TASK DETAILS
In this exercise, restate the listing word for word.

============

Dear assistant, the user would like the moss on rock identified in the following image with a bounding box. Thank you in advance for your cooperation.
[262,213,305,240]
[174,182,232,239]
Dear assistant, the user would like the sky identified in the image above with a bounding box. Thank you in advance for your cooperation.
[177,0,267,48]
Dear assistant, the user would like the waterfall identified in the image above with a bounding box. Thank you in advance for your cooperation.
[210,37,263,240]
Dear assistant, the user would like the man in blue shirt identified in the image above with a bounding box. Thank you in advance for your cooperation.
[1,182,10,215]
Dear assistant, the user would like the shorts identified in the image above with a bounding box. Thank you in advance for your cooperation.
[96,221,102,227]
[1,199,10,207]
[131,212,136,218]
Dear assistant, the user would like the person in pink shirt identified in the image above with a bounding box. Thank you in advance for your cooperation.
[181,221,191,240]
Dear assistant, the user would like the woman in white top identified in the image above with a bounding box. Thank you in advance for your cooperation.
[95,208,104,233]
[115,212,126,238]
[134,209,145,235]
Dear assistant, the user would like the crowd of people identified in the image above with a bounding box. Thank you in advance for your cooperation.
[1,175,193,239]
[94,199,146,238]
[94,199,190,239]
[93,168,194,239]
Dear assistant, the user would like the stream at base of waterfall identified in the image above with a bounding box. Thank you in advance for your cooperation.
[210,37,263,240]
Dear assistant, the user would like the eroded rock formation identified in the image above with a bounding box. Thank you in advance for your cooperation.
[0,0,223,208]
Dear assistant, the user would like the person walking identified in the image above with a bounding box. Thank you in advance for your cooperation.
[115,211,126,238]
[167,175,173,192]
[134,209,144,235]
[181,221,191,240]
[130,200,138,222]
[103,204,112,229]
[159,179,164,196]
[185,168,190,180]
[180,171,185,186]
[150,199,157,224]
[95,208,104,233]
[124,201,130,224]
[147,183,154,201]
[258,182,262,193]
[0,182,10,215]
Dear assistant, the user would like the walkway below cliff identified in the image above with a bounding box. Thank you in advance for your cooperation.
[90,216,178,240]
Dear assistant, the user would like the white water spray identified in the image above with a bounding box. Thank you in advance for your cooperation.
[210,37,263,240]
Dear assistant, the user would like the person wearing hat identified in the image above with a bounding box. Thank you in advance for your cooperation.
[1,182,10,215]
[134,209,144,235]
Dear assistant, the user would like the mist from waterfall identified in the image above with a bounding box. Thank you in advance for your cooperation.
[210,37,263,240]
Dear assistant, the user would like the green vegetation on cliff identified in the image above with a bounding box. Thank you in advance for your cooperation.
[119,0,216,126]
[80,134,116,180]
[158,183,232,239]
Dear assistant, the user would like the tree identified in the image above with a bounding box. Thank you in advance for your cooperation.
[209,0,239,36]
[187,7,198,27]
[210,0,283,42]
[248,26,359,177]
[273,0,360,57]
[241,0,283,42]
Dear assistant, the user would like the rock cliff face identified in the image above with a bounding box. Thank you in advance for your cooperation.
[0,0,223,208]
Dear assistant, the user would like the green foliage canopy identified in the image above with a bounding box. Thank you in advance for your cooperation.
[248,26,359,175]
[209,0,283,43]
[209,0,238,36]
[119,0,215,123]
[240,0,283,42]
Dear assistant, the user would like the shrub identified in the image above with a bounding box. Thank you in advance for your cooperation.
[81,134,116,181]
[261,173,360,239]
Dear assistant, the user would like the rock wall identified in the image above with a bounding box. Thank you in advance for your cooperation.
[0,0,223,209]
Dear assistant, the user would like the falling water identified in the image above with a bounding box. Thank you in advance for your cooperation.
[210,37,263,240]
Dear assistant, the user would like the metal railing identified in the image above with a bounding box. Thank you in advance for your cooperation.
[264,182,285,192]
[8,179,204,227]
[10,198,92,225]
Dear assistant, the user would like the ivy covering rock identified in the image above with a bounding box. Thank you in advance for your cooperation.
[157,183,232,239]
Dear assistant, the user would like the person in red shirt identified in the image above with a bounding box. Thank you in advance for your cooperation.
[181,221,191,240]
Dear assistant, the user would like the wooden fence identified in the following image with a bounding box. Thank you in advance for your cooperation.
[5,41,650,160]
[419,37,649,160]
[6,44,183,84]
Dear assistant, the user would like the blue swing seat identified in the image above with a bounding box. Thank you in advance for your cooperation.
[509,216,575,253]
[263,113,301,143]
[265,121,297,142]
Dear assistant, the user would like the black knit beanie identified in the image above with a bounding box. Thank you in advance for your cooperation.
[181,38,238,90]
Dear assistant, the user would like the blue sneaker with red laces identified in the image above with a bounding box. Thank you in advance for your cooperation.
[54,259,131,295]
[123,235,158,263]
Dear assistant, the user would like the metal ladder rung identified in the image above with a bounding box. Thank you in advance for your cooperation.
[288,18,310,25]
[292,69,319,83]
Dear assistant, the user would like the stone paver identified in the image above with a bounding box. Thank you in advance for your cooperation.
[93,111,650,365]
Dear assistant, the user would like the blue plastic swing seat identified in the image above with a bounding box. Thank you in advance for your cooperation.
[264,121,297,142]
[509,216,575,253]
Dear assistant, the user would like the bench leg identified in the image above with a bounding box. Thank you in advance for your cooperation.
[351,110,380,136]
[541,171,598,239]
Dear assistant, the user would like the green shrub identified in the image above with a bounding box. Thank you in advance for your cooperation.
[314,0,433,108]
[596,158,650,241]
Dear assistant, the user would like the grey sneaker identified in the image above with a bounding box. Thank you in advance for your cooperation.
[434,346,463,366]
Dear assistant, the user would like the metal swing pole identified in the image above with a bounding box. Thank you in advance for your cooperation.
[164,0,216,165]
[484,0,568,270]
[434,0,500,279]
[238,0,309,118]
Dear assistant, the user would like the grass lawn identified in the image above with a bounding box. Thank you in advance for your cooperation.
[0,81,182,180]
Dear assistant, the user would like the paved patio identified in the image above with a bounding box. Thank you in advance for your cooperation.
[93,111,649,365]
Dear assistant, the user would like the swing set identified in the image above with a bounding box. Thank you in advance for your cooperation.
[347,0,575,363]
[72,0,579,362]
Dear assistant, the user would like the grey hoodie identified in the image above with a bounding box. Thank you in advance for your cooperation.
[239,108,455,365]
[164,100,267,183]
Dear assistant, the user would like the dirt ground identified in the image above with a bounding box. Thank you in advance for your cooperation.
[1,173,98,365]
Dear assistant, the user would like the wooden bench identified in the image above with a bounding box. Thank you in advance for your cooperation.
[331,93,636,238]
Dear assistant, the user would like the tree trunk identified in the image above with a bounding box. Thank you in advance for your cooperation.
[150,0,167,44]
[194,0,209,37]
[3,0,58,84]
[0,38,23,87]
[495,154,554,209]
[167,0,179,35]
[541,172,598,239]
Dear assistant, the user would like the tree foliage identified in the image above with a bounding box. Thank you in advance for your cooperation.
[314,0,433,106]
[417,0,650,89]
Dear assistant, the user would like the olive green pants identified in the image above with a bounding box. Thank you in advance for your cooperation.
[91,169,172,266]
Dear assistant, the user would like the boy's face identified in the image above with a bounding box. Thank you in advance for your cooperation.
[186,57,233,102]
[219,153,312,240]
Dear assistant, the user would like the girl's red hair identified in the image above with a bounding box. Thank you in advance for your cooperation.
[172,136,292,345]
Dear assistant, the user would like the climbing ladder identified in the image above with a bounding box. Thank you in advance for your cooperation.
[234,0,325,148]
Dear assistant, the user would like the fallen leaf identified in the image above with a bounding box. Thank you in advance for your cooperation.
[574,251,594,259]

============

REPLY TO THE TASK
Dear assistant, the user would like the moss on rock identified in the following image with a bounding box. Thank you in advance for your cooperation.
[262,213,305,240]
[174,182,232,239]
Dear assistant, the user would like the sky identified in the image above with a bounding box. Thank you in advance for your cooperation.
[177,0,267,48]
Dear assistant, the user would like the waterfall identified in the image above with a bounding box. Thank you in advance for your cooperation.
[210,37,263,240]
Dear assistant, the user would like the man in blue shirt identified in the image above with a bounding box. Thank you in advance for your cooperation.
[1,182,10,215]
Dear assistant, the user would like the shorts identified in the image above with a bounding box. Thank you in advance for your cooperation.
[96,221,102,227]
[1,199,10,207]
[131,212,136,218]
Dear assistant, the user would like the person in pink shirt identified in the image above with a bounding box. Thank you in advance for your cooperation.
[181,221,191,240]
Dear assistant, the user would like the woman in white top identified in the image above with a bounding box. Thank you in advance for your cooperation.
[95,208,104,233]
[115,212,126,238]
[134,209,145,235]
Dear assistant, the user would like the crowd of people identified in the image above with a bounding box. Thank you in advance for your cooperation.
[1,175,193,239]
[94,199,146,238]
[94,199,190,239]
[93,168,194,239]
Dear assistant, the user would like the stream at base of waterfall identified in the image above with a bounding box. Thank you in advance for your cooperation.
[210,37,263,240]
Dear assistant, the user would like the eroded rock formation identified in the image above with a bounding box. Thank you in advance for your cooperation.
[0,0,223,208]
Dear assistant, the user would like the person walking identified in the image above with a bounding box. Thank you in advance for your cooperation.
[115,211,126,238]
[167,175,173,192]
[134,209,144,235]
[181,221,191,240]
[130,200,138,222]
[103,204,112,229]
[159,179,164,196]
[185,168,190,180]
[180,171,185,186]
[150,199,157,224]
[95,208,104,233]
[124,201,130,224]
[147,183,154,201]
[258,182,262,193]
[0,182,10,215]
Dear assistant, the user would like the walkway below cliff identified in the image above with a bounding box. Thank you in advance for your cooperation.
[90,216,178,240]
Dear assistant, the user would like the white water spray identified in the image above with a bounding box. Thank you in advance for your cooperation.
[210,37,263,240]
Dear assistant, the user would like the person wearing hat identified in the image above with a bounding box. Thank you in advance for your cooperation.
[1,182,10,215]
[134,209,144,235]
Dear assistant, the user would like the mist from waterfall identified in the image above with a bounding box. Thank you in advance for your cooperation.
[210,37,263,240]
Dear assistant, the user would like the green vegetation on cliff identified in the image above with a bounding box. Thank you in advance for your cooperation.
[119,0,216,126]
[80,134,116,180]
[158,183,232,239]
Dear assistant, the user would like the tree identified in the image above with a bounding box. Thank you in advance for your cooperation.
[209,0,239,36]
[187,7,198,27]
[210,0,283,42]
[248,26,359,177]
[273,0,360,57]
[241,0,283,42]
Dear assistant, the user would like the rock cliff face identified in the image above with a bounding box. Thank you in advance for your cooperation.
[0,0,223,208]
Dear assistant, the user would like the green foliage canopy identified in the image above with a bounding box. Thank you in advance for your cooperation.
[248,26,359,175]
[209,0,283,43]
[209,0,238,36]
[119,0,215,123]
[240,0,283,42]
Dear assistant, the user would like the shrub identified in the image above with a bounding box. Thank you in advance for your cooperation.
[81,134,116,181]
[261,173,360,239]
Dear assistant, the user would like the rock wall identified in the image above with a bounding box. Thank you in advance for your cooperation.
[0,0,223,209]
Dear assistant, the user would like the falling water identified in the image above with a bounding box. Thank you in advance for your cooperation.
[210,37,263,240]
Dear assistant, the user would like the metal railing identified in the image above with a bounding box. Thank you in advance for your cooperation.
[264,182,285,192]
[8,179,204,227]
[10,198,92,225]
Dear assistant, the user would like the ivy covering rock identified in the image above with a bounding box. Thank you in advance for your cooperation.
[157,183,232,239]
Dear assistant, the user would like the person in red shirt identified in the image above with a bounding box. Thank you in advance for your cooperation.
[181,221,191,240]
Dear assistant, the user would like the wooden fence identified in the following image with a bounding box. Thank you in advance for your cooperation.
[5,41,650,160]
[419,37,649,160]
[6,44,183,84]
Dear assistant, the user would like the blue swing seat identified in the image above with a bounding box. Thank you in advance for your cooperation.
[509,216,575,253]
[263,113,301,143]
[265,121,297,142]
Dear assistant, the user would like the black knit beanie identified in the image above with a bounding box. Thank you in advance for your cooperation.
[181,38,238,90]
Dear assistant, the user would like the blue sneaker with red laces identified in the image above with a bounding box. Thank you in advance for your cooperation.
[54,259,131,295]
[123,235,158,263]
Dear assistant, the user would like the metal ladder rung identified in the image above with a bounding box. Thank you in advance for your cooperation.
[288,18,310,25]
[292,69,319,83]
Dear assistant, the user would like the stone paver identified in the image above with a bounding box. Thank you in advance for your cooperation.
[93,111,650,365]
Dear assistant, the user would like the blue plastic swing seat identified in the image above with a bounding box. Thank you in advance for your cooperation.
[264,121,297,142]
[509,216,575,253]
Dear assistant, the user would like the bench leg identified in the image above with a bounding box. Thank you in advance for your cooperation.
[351,110,380,136]
[541,171,598,239]
Dear assistant, the user would like the green shrub identified in the image above with a bounding box. Thank you in advance for your cooperation.
[314,0,433,108]
[596,158,650,241]
Dear assistant, the user would like the grey sneaker identified in the image above with a bounding box. Thank you in advance for your cooperation.
[434,346,463,366]
Dear assistant, the user would like the metal swing pole identified in the image above with a bounding box. Thank you in advance for your cooperation.
[164,0,216,165]
[484,0,568,270]
[434,0,500,279]
[238,0,309,118]
Dear assistant, the user would like the grass lawn identified in the image above with a bounding box. Thank you in advance for your cooperation.
[0,81,182,180]
Dear assistant, the user would like the paved patio identified in the image above with a bounding box. Thank you in advance for your cooperation.
[93,111,649,365]
Dear assistant, the user would like the swing set identified in the image above with a bounding box. Thank you in advance for your cooperation.
[347,0,575,363]
[72,0,579,362]
Dear assistant, the user would like the grey hoodie identified in the image above with a bounding box. Thank you in advance for your cooperation.
[239,108,455,365]
[164,100,267,183]
Dear assistant, the user would like the dirt ground identified in the image above with a bounding box. Thank you in advance for your cooperation.
[1,173,98,365]
Dear assistant, the user would like the wooden bench identified in the image above with a bounding box. Thank you in advance for your cooperation.
[331,93,636,238]
Dear assistant, the user would like the tree trunk identified in the image above with a bounding box. Thank you in advance for your cooperation.
[150,0,167,44]
[194,0,209,37]
[3,0,58,84]
[0,38,23,87]
[495,154,554,209]
[167,0,179,35]
[541,172,598,239]
Dear assistant, the user would like the tree foliage identified in the image above with a bounding box. Thank you in advance for your cooperation.
[314,0,433,106]
[417,0,650,89]
Dear assistant, the user would like the olive green pants identified in the image above with a bounding box. Thank you in advance for your cooperation.
[91,169,172,266]
Dear assistant, the user would like the boy's face identified in the image above with a bounding box. Thank you in advance for your cooperation.
[186,57,233,102]
[219,153,312,240]
Dear assistant, the user would like the girl's red hair identified in the image above with a bounding box. Thank you in advance for your cooperation.
[172,136,292,345]
Dear assistant, the user would like the climbing ladder identified in the image above with a bounding box. Thank you in advance for your cooperation.
[234,0,325,148]
Dear assistant, the user would like the fallen leaf identified in the image above with a bounding box. Thank you in advance for your cooperation.
[574,251,594,259]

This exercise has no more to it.